▶ _Instructions to follow_
Output the entries exactly as they appear. Pictures should not be included.

------ Material to process

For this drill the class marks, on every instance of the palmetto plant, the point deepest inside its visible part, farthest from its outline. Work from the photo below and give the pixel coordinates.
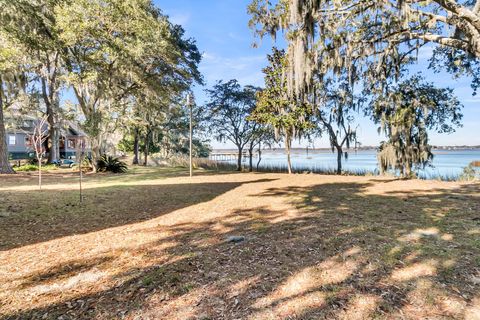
(108, 163)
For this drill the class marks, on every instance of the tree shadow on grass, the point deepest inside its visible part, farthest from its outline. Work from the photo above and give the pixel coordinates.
(33, 217)
(344, 253)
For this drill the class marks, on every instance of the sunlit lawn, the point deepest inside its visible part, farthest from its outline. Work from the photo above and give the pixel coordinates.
(151, 245)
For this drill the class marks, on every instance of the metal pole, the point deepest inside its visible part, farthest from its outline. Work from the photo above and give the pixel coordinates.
(191, 133)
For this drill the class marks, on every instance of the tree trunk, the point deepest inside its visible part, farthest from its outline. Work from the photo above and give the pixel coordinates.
(408, 170)
(53, 140)
(145, 150)
(239, 160)
(51, 100)
(259, 156)
(95, 157)
(5, 167)
(250, 154)
(288, 144)
(339, 160)
(135, 147)
(39, 173)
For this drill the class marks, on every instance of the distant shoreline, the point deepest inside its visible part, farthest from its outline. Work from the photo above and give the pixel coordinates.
(369, 148)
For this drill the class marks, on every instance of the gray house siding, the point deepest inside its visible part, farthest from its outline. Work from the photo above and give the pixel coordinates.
(17, 147)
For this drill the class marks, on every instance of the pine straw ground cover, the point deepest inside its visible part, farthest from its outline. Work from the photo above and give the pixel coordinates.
(151, 245)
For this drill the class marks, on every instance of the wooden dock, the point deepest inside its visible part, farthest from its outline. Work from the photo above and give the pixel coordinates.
(227, 156)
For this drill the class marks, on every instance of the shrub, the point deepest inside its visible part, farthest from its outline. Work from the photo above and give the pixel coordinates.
(34, 167)
(470, 173)
(108, 163)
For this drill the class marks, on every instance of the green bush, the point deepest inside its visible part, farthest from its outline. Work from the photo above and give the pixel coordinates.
(34, 167)
(111, 164)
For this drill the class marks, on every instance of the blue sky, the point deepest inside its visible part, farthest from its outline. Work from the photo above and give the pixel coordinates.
(221, 30)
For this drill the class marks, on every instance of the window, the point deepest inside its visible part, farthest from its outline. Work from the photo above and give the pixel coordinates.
(12, 140)
(28, 141)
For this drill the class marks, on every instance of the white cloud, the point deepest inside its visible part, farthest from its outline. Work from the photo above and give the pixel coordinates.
(180, 18)
(246, 69)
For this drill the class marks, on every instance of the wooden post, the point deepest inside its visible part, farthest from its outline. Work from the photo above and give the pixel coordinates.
(189, 104)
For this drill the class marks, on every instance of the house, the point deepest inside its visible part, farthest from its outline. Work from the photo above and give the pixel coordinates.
(19, 139)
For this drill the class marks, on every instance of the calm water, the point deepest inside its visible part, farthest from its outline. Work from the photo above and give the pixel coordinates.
(445, 163)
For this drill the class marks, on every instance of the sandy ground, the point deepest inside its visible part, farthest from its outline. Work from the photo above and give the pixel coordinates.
(151, 245)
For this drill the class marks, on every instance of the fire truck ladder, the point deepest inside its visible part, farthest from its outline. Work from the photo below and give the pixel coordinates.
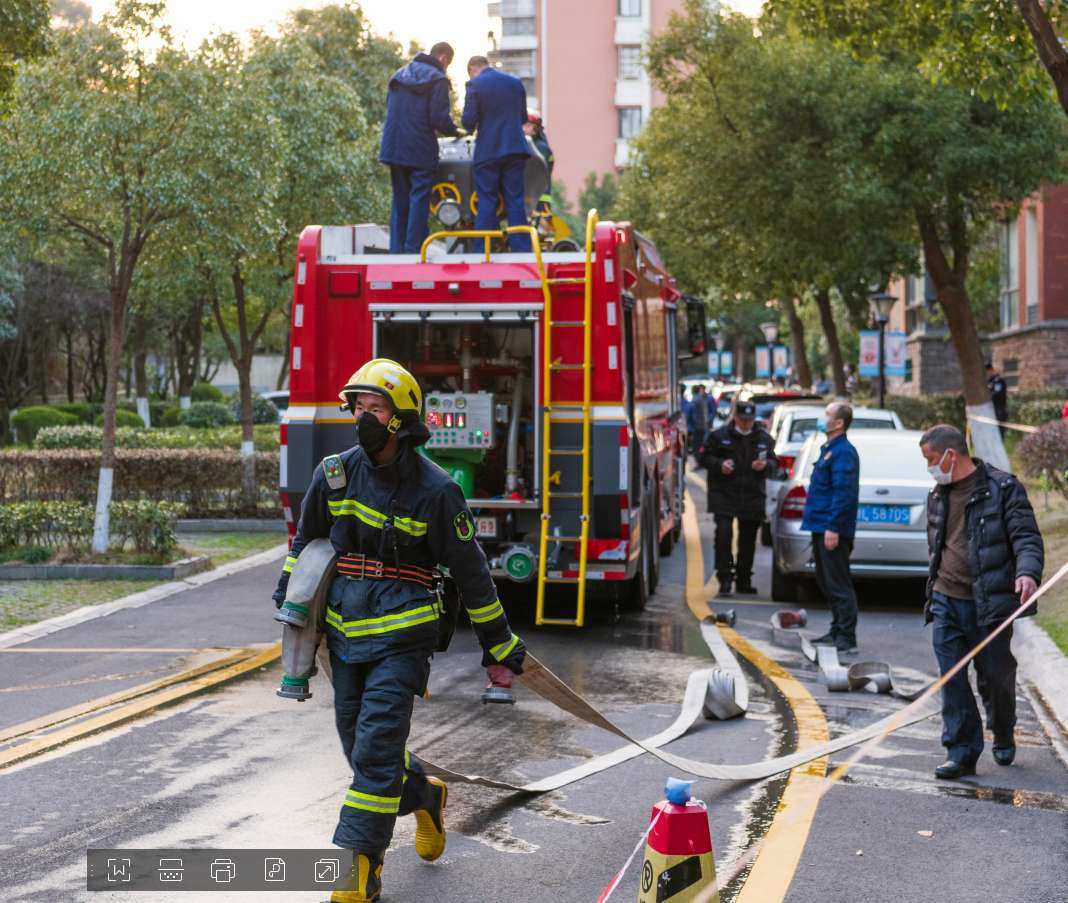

------------

▶ _Exercise response_
For this drill the class marks, on every instance of the palmetto plant, the point deepest inside its visible part, farthest from its outline. Work from the photo below and give the pixel coordinates.
(108, 163)
For this drill the class marks, on every instance of the tree shadow on grass, the point deepest inside its visible part, farthest from its outline. Work from the photo above and give the pixel coordinates.
(33, 217)
(344, 253)
For this drill the class marks, on every instance of the sunlit lawn, the point deepest inside its visible part, farthest from its outline. Work from the photo above and give the pixel coordinates.
(151, 245)
For this drill the class marks, on every instance of the metal pole, the point deepest inside its visible part, farthest from its outline. Work from the photo above and give the pixel coordinates.
(191, 133)
For this drill the class marks, on every instance of the tree trunk, the point deepest inside its visible part, farthest from its outline. Work from the photo above and give the pixel coordinates.
(408, 170)
(53, 140)
(145, 150)
(239, 160)
(51, 100)
(259, 156)
(95, 157)
(5, 167)
(250, 154)
(288, 144)
(339, 160)
(135, 147)
(39, 173)
For this drill the class marks, on every instance of the distant shoreline, the point deepest inside its visible part, farthest from its outline. Work from the photo above and give the pixel coordinates.
(369, 148)
For this drill the class marks, on every instance of the gray house siding, the point deepest inside its visible part, farthest from its outline. Work from the photo above and give the pixel coordinates.
(17, 147)
For this drill the class marks, on every instance of the pine straw ground cover, the point deepest inside its visible part, farthest from its outline. Work from the photo above and give the pixel coordinates.
(151, 245)
For this drill the class marks, on every instance of the wooden dock, the point deepest inside its visible part, farthest from its outline. Work from the photo above and give the pixel coordinates.
(227, 156)
For this drill the class marks, on every instance of the shrub, the point deepest inside its visible part, farthest from its outline. Work from the photo above and give the pixel coordinates.
(34, 167)
(470, 173)
(108, 163)
For this drill the class marks, on every instance of the green bush, the point deepest inside its visible part, farthest from its outline. Work from the photo above and give the pixel coordinates.
(34, 167)
(111, 164)
For this drill the class marks, on every instance of the blue sky, the point deepest inside its visible part, farthest from its outline. Work from the photo above and give the pixel coordinates.
(221, 30)
For this drill the class marks, on every instance of the window, the point deepest inside its visible part, farthest from its outline. Work from the photo above and give the pixel coordinates.
(12, 140)
(28, 141)
For this drill the class marks, on every instance of the white cloud, the point deepest inside its visible part, farthest from its outline. Work from the photo above and give the pixel coordinates.
(180, 18)
(246, 69)
For this drill the class marks, on every instance of the wooden post, the point deepest inside its visible part, farthest from its outline. Work from the photo above and give the pixel coordinates.
(189, 104)
For this drill the class marks, on every instance of the house, the point deepest inside its visible part, farthest from its outline. Work from the photo above and give the pixel coordinates.
(19, 139)
For this drill the class marks, on every instance of the calm water, the point deepest inside its visible part, farthest from its outline. Work from the photo above and give the pixel coordinates.
(445, 163)
For this drill the class marks, on every instance of the sandy ground, the point deepest inside its visible part, farthest from its outline. Work from the photo above and give the pixel coordinates.
(151, 245)
For this drill the class marks, on every instance of the fire truck ladder, the point deepest inside its visible part, farthest from its outline. Work from the photo below and give the pixel coordinates.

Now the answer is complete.